- **Text section**:
--- START ---

The CRA infringes on constitutional rights in the first place. It’s like two wrongs making a right. If they wanted to do the CRA the right way, they would have amended the US Constitution, but that would have taken too much time and super majority support. Instead, they de facto amended the constitution with legislation.
Now we have a competing mess of individual “rights” under the law. The legal battles never end—the fighting between citizens over whose “rights” are supreme—because Congress and the courts took a clear legal principle and destroyed it.
I guess our long standing and hard fought for Constitution is not enough for the sodomites.
Exactly right, fwdude. Once someone accepts the legitimacy of civil rights legislation, the clear principle of freedom of association is lost and the argument devolves into a mishmash of competing rights.
Even left to the federal legislature, this issue FAR outside of the purview of the Federal government, per the 10th Amendment.
The power of the federal government is DELIBERATELY made very limited and hamstrung, by design.
Agreed. But the USSC will not take that issue up - the actual case or controversy that is likely to come before it as some point is the assertion that the CRA applies to transformers. The Court will only address what actually comes before it.
Agreed. But the USSC will not take that issue up - the actual case or controversy that is likely to come before it as some point is the assertion that the CRA applies to transformers. The Court will only address what actually comes before it.
Nowhere in the Constitution is a requirement that an employer must accommodate a person who is mentally ill (i.e., trans-”gendered”).

--- END ---

- **Provided records**:

--- START ---

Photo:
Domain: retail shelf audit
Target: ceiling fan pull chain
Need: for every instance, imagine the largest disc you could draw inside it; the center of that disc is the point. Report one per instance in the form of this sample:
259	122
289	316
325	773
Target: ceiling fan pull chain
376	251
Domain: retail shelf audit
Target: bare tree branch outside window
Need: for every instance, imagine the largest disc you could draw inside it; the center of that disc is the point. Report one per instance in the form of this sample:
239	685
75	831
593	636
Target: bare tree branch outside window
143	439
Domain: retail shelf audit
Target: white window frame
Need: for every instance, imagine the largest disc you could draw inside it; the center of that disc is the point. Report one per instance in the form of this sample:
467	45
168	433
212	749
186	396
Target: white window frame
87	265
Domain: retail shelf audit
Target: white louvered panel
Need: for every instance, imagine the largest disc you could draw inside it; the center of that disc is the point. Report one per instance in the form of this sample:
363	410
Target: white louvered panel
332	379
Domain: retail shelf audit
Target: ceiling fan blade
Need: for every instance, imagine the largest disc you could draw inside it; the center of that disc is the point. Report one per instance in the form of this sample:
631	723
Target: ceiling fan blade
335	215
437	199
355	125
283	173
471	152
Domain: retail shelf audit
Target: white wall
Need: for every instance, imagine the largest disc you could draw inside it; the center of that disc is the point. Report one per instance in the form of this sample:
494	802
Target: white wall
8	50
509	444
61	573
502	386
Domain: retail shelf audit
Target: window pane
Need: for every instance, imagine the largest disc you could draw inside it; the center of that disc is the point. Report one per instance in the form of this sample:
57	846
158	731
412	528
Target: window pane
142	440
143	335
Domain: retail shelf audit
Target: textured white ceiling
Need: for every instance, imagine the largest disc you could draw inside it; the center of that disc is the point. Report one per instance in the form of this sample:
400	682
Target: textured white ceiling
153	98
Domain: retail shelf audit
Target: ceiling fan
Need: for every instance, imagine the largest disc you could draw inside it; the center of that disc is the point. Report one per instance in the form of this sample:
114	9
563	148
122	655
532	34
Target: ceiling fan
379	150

--- END ---

- **Written tasks**:
1 – Translate this sentence from the comments on the Civil Rights Act into Spanish: "Instead, they de facto amended the constitution with legislation."
2 – From the comments on the Civil Rights Act, output word for word the passage that begins at the words "The CRA infringes" and stops after the words "of competing rights.".
The rows are separate from the comments on the Civil Rights Act.

- **Expected outputs**:
1 – En cambio, enmendaron de facto la constitución mediante legislación.

2 –
The CRA infringes on constitutional rights in the first place. It’s like two wrongs making a right. If they wanted to do the CRA the right way, they would have amended the US Constitution, but that would have taken too much time and super majority support. Instead, they de facto amended the constitution with legislation.
Now we have a competing mess of individual “rights” under the law. The legal battles never end—the fighting between citizens over whose “rights” are supreme—because Congress and the courts took a clear legal principle and destroyed it.
I guess our long standing and hard fought for Constitution is not enough for the sodomites.
Exactly right, fwdude. Once someone accepts the legitimacy of civil rights legislation, the clear principle of freedom of association is lost and the argument devolves into a mishmash of competing rights.